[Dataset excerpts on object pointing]
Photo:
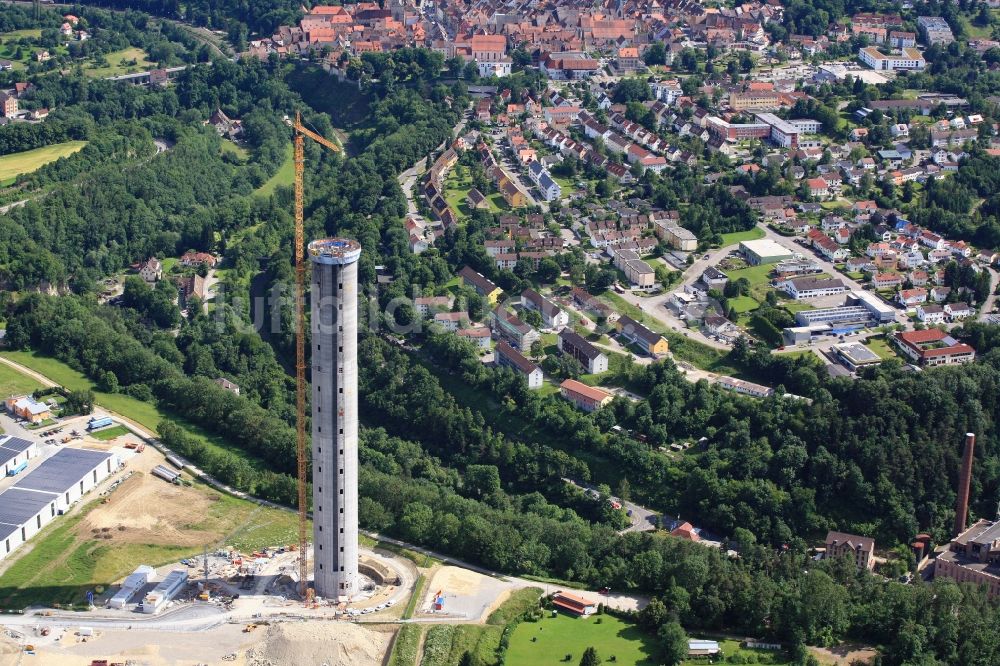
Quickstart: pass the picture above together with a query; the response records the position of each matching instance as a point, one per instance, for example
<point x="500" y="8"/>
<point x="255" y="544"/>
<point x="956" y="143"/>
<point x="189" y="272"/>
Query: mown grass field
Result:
<point x="283" y="177"/>
<point x="13" y="382"/>
<point x="739" y="236"/>
<point x="120" y="62"/>
<point x="145" y="414"/>
<point x="404" y="649"/>
<point x="882" y="347"/>
<point x="58" y="565"/>
<point x="550" y="640"/>
<point x="15" y="164"/>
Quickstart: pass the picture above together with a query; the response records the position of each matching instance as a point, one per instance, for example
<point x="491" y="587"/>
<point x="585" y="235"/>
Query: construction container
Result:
<point x="95" y="423"/>
<point x="165" y="591"/>
<point x="131" y="586"/>
<point x="168" y="475"/>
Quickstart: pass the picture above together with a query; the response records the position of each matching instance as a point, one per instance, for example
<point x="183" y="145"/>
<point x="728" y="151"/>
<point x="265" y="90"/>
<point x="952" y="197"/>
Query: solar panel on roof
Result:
<point x="16" y="444"/>
<point x="17" y="506"/>
<point x="7" y="530"/>
<point x="6" y="455"/>
<point x="63" y="470"/>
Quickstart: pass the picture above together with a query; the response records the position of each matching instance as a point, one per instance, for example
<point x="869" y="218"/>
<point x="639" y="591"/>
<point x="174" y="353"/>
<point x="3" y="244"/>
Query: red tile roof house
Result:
<point x="860" y="549"/>
<point x="574" y="603"/>
<point x="584" y="397"/>
<point x="912" y="297"/>
<point x="197" y="259"/>
<point x="933" y="347"/>
<point x="886" y="280"/>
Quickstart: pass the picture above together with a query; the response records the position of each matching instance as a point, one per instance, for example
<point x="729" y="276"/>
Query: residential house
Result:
<point x="910" y="298"/>
<point x="592" y="359"/>
<point x="930" y="314"/>
<point x="958" y="311"/>
<point x="506" y="356"/>
<point x="552" y="315"/>
<point x="861" y="550"/>
<point x="151" y="270"/>
<point x="933" y="347"/>
<point x="195" y="259"/>
<point x="477" y="335"/>
<point x="29" y="409"/>
<point x="507" y="326"/>
<point x="483" y="286"/>
<point x="587" y="398"/>
<point x="8" y="105"/>
<point x="451" y="321"/>
<point x="635" y="333"/>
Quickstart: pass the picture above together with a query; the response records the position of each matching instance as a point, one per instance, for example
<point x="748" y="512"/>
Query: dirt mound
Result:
<point x="315" y="643"/>
<point x="151" y="511"/>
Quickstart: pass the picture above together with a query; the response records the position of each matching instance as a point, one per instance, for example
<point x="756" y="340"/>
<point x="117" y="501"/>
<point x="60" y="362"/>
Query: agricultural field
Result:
<point x="551" y="639"/>
<point x="125" y="61"/>
<point x="15" y="164"/>
<point x="283" y="177"/>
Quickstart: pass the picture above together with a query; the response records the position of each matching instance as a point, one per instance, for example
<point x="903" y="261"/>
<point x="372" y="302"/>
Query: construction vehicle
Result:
<point x="301" y="132"/>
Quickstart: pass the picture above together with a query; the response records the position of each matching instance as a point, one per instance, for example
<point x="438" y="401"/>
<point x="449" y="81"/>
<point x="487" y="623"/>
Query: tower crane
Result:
<point x="301" y="132"/>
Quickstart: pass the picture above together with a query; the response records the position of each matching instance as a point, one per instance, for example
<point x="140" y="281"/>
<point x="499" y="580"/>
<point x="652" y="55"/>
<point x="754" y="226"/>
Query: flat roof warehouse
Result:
<point x="47" y="491"/>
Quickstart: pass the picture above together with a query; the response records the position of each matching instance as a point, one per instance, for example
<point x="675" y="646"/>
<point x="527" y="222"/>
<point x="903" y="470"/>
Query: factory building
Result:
<point x="48" y="491"/>
<point x="335" y="416"/>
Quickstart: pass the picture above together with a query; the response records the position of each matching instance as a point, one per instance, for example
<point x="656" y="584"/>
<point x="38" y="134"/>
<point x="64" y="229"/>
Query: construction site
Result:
<point x="177" y="569"/>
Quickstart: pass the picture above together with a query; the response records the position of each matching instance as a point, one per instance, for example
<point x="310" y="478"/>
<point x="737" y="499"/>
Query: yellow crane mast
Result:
<point x="300" y="338"/>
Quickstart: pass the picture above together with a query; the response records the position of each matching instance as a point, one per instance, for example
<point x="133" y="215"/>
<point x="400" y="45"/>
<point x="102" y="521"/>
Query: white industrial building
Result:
<point x="163" y="593"/>
<point x="48" y="491"/>
<point x="134" y="582"/>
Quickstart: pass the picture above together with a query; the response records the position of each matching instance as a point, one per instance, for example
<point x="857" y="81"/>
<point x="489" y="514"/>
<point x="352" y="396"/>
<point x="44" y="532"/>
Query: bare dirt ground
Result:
<point x="333" y="643"/>
<point x="467" y="594"/>
<point x="300" y="643"/>
<point x="151" y="510"/>
<point x="844" y="654"/>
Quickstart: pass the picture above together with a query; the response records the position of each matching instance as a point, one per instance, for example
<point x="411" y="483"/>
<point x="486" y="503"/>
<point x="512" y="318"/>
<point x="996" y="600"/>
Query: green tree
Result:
<point x="590" y="658"/>
<point x="673" y="643"/>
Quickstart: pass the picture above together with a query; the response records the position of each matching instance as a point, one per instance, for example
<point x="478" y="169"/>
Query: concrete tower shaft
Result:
<point x="335" y="415"/>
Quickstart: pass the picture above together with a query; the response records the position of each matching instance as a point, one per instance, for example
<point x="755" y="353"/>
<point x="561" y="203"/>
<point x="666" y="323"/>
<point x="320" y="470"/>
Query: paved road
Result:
<point x="991" y="300"/>
<point x="641" y="518"/>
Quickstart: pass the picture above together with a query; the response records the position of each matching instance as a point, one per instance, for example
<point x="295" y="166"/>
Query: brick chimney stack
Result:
<point x="964" y="481"/>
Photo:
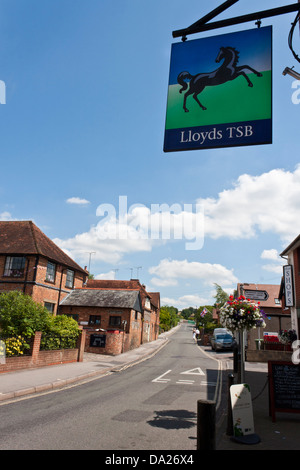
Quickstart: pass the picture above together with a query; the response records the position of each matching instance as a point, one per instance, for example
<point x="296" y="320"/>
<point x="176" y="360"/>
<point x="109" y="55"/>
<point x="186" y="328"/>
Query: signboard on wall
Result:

• [What to produce]: Transcribe all of the records above character for character. Exclude the pictures.

• [Exercise output]:
Photo:
Quickstart: pass the picture above together with a query; the response records the position of each matching instance as a point, one per instance, for example
<point x="500" y="8"/>
<point x="255" y="544"/>
<point x="956" y="143"/>
<point x="189" y="272"/>
Query: mown grass field
Result:
<point x="283" y="177"/>
<point x="13" y="382"/>
<point x="739" y="236"/>
<point x="120" y="62"/>
<point x="145" y="414"/>
<point x="404" y="649"/>
<point x="882" y="347"/>
<point x="58" y="565"/>
<point x="550" y="640"/>
<point x="15" y="164"/>
Quickstart: pass the picture above together with a query; the response records the position of each matching instance as a point, one per instance, for example
<point x="491" y="587"/>
<point x="585" y="235"/>
Query: construction container
Result:
<point x="95" y="423"/>
<point x="165" y="591"/>
<point x="131" y="586"/>
<point x="168" y="475"/>
Quickstart: pass the picture above together with a query; the response records the position of each matching instance as a point, one per instance, for example
<point x="183" y="145"/>
<point x="728" y="151"/>
<point x="265" y="90"/>
<point x="952" y="197"/>
Query: solar panel on roof
Result:
<point x="16" y="444"/>
<point x="17" y="506"/>
<point x="7" y="530"/>
<point x="6" y="455"/>
<point x="63" y="470"/>
Quickstart: pass the picture above together with a query; the response records the position of each matching instance as a point, one per instance, for example
<point x="869" y="218"/>
<point x="639" y="591"/>
<point x="174" y="353"/>
<point x="3" y="244"/>
Query: red tile roof house
Result:
<point x="860" y="549"/>
<point x="574" y="603"/>
<point x="584" y="397"/>
<point x="912" y="297"/>
<point x="197" y="259"/>
<point x="933" y="347"/>
<point x="886" y="280"/>
Quickstart: pass the picture above together with a query; the response records the position of each matching instance as a point, one per instance, for example
<point x="729" y="276"/>
Query: residential house
Result:
<point x="910" y="298"/>
<point x="592" y="359"/>
<point x="930" y="314"/>
<point x="958" y="311"/>
<point x="506" y="356"/>
<point x="552" y="315"/>
<point x="861" y="550"/>
<point x="151" y="270"/>
<point x="933" y="347"/>
<point x="195" y="259"/>
<point x="477" y="335"/>
<point x="29" y="409"/>
<point x="507" y="326"/>
<point x="483" y="286"/>
<point x="587" y="398"/>
<point x="8" y="105"/>
<point x="451" y="321"/>
<point x="635" y="333"/>
Quickstart: pass the picture above together with a query; the response records the position of each matching instance as a point, one per instance, for example
<point x="748" y="512"/>
Query: dirt mound
Result:
<point x="315" y="643"/>
<point x="151" y="511"/>
Quickstart: pass the picture above together with a query; the response records the position of each matching instance as a point, one per instance, for example
<point x="756" y="340"/>
<point x="117" y="501"/>
<point x="60" y="362"/>
Query: agricultural field
Result:
<point x="551" y="639"/>
<point x="125" y="61"/>
<point x="15" y="164"/>
<point x="283" y="177"/>
Quickstart: pass the picture above together with a query; the response records the position of each matching instance as a point, one per instance, for example
<point x="903" y="261"/>
<point x="372" y="302"/>
Query: construction vehicle
Result:
<point x="301" y="132"/>
Quickstart: pass the picture above together with a query; the response records the position of each matching instance as a point, one per instance, for example
<point x="438" y="401"/>
<point x="449" y="81"/>
<point x="487" y="623"/>
Query: tower crane
Result:
<point x="301" y="132"/>
Quickstart: pass the picture above together with a query; the response records the position of each matching instance as a point, one per instance, for example
<point x="140" y="281"/>
<point x="499" y="580"/>
<point x="652" y="55"/>
<point x="754" y="226"/>
Query: flat roof warehouse
Result:
<point x="47" y="491"/>
Quickstart: pass the picture above together with a query; the response records the position of each matching instance as a point, one per instance, for example
<point x="675" y="646"/>
<point x="527" y="222"/>
<point x="903" y="470"/>
Query: factory building
Result:
<point x="48" y="491"/>
<point x="335" y="416"/>
Quickstart: pass the picture above together with a query; the response records the position of each matching instance as a point, one per instance, for example
<point x="656" y="584"/>
<point x="38" y="134"/>
<point x="64" y="229"/>
Query: construction site
Result:
<point x="177" y="569"/>
Quickstart: pass the picture above together with a query; the response records the position of each matching instance as a point, one per instance, for example
<point x="310" y="478"/>
<point x="737" y="499"/>
Query: yellow crane mast
Result:
<point x="300" y="338"/>
Quickstart: pass the picture above together with a query; the response records the position of each matching instance as a point, one per instance, for example
<point x="133" y="215"/>
<point x="400" y="45"/>
<point x="102" y="521"/>
Query: white industrial building
Result:
<point x="163" y="593"/>
<point x="48" y="491"/>
<point x="134" y="582"/>
Quickstart: pass the picture above together with a query; the response records the position of each matching instance as a point, one per instance, for example
<point x="857" y="81"/>
<point x="489" y="514"/>
<point x="352" y="396"/>
<point x="44" y="532"/>
Query: bare dirt ground
Result:
<point x="333" y="643"/>
<point x="467" y="594"/>
<point x="300" y="643"/>
<point x="151" y="510"/>
<point x="844" y="654"/>
Quickstart: pass the picture above together with a query; the response records the position of each matching instance as a point, one per instance, for example
<point x="411" y="483"/>
<point x="486" y="503"/>
<point x="512" y="318"/>
<point x="996" y="600"/>
Query: green tree
Result:
<point x="590" y="658"/>
<point x="673" y="643"/>
Quickstart: pass the picture above together with a query; the response records the position of each matching instance as a point, one per instance, for example
<point x="478" y="169"/>
Query: concrete tower shaft
Result:
<point x="335" y="415"/>
Quickstart: pass the picture above together with a query; the response records the position of each matching instance as a point, one per instance, for example
<point x="755" y="353"/>
<point x="561" y="203"/>
<point x="666" y="323"/>
<point x="320" y="470"/>
Query: paved road
Result:
<point x="991" y="300"/>
<point x="641" y="518"/>
Quickstart: pass the picture above together with a query; the response records the position of each matching instance as a point, one per instance, for example
<point x="295" y="166"/>
Query: brick chimney stack
Result:
<point x="964" y="481"/>
Photo:
Quickstart: pass the picture above together with a query; the response records the position of each matching instance as a point, one per instance, for example
<point x="296" y="320"/>
<point x="176" y="360"/>
<point x="109" y="55"/>
<point x="186" y="328"/>
Query: signboard on wall
Result:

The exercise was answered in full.